---- Extracted entries
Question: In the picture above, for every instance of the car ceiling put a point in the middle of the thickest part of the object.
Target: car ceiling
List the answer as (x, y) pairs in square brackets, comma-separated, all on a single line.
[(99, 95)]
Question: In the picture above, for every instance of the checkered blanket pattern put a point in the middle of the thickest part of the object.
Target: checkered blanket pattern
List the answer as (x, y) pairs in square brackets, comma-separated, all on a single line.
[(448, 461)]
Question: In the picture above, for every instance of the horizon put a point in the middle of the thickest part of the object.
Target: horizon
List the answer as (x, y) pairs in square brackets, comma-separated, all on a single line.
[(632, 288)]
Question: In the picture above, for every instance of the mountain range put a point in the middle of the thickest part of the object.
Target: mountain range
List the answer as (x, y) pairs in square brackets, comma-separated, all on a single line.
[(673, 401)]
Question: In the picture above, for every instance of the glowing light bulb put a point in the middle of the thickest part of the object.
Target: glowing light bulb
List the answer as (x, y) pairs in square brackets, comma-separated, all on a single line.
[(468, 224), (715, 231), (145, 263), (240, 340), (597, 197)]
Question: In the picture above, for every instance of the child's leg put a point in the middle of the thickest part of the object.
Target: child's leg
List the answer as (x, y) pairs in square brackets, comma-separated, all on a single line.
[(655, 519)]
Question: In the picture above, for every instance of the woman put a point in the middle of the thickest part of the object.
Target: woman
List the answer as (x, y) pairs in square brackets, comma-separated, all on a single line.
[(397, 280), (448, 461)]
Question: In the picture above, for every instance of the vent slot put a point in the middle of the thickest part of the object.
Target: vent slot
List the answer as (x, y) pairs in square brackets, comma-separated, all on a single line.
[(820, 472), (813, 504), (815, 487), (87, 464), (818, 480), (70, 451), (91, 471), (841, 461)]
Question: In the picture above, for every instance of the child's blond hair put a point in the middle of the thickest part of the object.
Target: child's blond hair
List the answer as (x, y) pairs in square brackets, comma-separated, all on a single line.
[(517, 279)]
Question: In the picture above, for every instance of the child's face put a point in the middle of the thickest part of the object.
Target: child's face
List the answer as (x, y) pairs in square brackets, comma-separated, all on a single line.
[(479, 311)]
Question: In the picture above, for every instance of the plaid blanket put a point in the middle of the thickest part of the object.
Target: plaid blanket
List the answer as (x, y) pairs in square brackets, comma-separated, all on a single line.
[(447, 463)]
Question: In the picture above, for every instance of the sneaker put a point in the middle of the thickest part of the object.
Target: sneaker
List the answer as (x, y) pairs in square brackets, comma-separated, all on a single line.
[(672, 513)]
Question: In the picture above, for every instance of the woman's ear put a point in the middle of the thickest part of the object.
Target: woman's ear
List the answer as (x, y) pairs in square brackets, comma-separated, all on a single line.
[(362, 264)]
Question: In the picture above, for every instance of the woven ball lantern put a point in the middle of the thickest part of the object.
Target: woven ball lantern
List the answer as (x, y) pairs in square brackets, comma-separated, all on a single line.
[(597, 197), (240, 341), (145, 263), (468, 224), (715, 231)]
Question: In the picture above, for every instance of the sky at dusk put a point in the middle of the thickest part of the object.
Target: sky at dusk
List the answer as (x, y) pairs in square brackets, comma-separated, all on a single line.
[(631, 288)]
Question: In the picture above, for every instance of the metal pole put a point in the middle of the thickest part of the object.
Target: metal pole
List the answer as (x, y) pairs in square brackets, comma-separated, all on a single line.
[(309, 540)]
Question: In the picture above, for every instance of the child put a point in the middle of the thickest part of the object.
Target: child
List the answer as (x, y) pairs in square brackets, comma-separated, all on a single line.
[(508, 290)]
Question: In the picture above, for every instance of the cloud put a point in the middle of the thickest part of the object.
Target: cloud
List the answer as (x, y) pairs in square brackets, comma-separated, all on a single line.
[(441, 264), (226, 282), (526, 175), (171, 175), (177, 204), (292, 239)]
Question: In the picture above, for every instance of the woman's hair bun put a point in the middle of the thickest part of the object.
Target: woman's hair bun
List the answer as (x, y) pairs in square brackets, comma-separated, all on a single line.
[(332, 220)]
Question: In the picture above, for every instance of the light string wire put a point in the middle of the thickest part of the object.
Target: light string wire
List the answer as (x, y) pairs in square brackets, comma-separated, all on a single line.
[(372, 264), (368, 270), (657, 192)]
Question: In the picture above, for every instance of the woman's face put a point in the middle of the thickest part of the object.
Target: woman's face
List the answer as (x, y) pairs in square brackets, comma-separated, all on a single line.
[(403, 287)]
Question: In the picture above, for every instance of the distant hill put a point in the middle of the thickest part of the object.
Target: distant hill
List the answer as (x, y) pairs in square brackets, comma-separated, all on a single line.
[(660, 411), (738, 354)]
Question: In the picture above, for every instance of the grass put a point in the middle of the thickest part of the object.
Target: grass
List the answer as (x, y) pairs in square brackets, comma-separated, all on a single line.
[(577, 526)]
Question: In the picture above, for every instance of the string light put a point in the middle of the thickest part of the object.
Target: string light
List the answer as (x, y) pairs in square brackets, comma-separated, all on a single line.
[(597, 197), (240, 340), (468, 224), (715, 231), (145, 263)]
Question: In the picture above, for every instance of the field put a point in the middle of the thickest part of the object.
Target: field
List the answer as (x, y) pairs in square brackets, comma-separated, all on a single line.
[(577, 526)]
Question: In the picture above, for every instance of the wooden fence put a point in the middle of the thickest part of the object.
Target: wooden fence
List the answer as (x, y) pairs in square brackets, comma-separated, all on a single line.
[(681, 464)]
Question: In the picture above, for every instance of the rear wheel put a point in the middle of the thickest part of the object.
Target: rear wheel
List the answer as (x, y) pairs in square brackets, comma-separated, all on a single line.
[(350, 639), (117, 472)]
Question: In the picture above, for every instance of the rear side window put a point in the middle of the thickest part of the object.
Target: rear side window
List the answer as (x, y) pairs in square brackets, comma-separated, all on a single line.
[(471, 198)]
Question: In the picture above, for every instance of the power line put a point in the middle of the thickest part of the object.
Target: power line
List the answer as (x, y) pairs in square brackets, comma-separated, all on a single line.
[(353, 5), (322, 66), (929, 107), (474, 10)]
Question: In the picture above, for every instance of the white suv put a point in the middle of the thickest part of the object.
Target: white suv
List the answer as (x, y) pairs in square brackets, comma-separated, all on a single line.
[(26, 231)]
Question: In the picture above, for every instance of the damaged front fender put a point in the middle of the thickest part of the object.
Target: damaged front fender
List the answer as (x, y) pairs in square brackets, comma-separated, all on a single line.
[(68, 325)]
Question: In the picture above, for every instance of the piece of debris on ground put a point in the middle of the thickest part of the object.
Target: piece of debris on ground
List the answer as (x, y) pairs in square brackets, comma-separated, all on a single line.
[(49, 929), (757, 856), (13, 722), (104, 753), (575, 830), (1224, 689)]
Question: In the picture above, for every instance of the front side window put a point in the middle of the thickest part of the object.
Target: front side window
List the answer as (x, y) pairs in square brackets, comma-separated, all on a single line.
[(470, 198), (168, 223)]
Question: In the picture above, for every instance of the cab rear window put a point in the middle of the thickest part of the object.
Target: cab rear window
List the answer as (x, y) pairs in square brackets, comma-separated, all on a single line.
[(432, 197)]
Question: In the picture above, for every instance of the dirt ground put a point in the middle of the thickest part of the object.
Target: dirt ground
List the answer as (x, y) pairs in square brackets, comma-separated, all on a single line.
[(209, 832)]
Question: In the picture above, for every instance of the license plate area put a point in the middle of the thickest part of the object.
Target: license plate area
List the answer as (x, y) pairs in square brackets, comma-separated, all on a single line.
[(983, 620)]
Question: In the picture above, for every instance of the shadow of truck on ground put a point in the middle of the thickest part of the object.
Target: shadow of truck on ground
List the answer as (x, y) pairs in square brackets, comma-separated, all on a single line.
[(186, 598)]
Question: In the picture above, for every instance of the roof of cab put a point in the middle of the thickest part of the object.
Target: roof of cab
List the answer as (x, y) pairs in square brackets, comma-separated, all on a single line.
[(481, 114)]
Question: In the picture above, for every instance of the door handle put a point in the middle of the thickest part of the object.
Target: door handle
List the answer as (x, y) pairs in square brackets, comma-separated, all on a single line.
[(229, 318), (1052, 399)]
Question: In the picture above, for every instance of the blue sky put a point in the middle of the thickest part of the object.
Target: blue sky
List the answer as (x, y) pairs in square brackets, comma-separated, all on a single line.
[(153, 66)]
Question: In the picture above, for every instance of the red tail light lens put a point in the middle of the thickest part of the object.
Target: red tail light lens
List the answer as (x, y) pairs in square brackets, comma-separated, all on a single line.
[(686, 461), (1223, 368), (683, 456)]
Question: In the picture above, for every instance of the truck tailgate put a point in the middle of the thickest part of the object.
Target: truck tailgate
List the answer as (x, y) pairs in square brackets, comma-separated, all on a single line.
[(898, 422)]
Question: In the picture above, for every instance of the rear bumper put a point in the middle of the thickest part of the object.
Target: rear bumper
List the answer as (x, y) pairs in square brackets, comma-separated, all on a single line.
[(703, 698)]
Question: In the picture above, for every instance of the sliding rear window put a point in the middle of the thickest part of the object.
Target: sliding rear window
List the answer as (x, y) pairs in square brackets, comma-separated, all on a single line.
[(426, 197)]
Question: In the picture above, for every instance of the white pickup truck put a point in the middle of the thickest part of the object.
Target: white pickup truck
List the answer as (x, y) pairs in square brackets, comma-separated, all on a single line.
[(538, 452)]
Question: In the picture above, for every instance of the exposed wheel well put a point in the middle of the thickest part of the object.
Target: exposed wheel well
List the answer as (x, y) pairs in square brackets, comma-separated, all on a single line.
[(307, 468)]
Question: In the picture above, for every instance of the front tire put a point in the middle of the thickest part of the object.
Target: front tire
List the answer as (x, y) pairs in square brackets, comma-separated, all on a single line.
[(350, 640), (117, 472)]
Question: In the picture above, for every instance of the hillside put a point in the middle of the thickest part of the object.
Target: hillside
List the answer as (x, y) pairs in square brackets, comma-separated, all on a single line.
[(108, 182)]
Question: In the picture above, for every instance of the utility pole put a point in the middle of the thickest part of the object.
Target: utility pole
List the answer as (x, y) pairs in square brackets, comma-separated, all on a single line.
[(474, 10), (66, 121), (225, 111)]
--------
◆ Exercise task: Would you give again, word for word, every line from the one with "of the hillside" through the final line of the listing above?

◆ Full solution:
Question: In the picture above, for every instance of the hillside put a point in the middle of the thickest part of the object.
Target: hillside
List the answer as (x, y) pairs in square brackets, comma-separated, all on a single line.
[(108, 182)]
Question: In the picture above, for every instance of the utility pole put a point in the middle of the thickest part of the object.
Target: utility pole
List the answer as (x, y) pairs in square brackets, comma-separated, all on a single line.
[(474, 10), (66, 121), (225, 111)]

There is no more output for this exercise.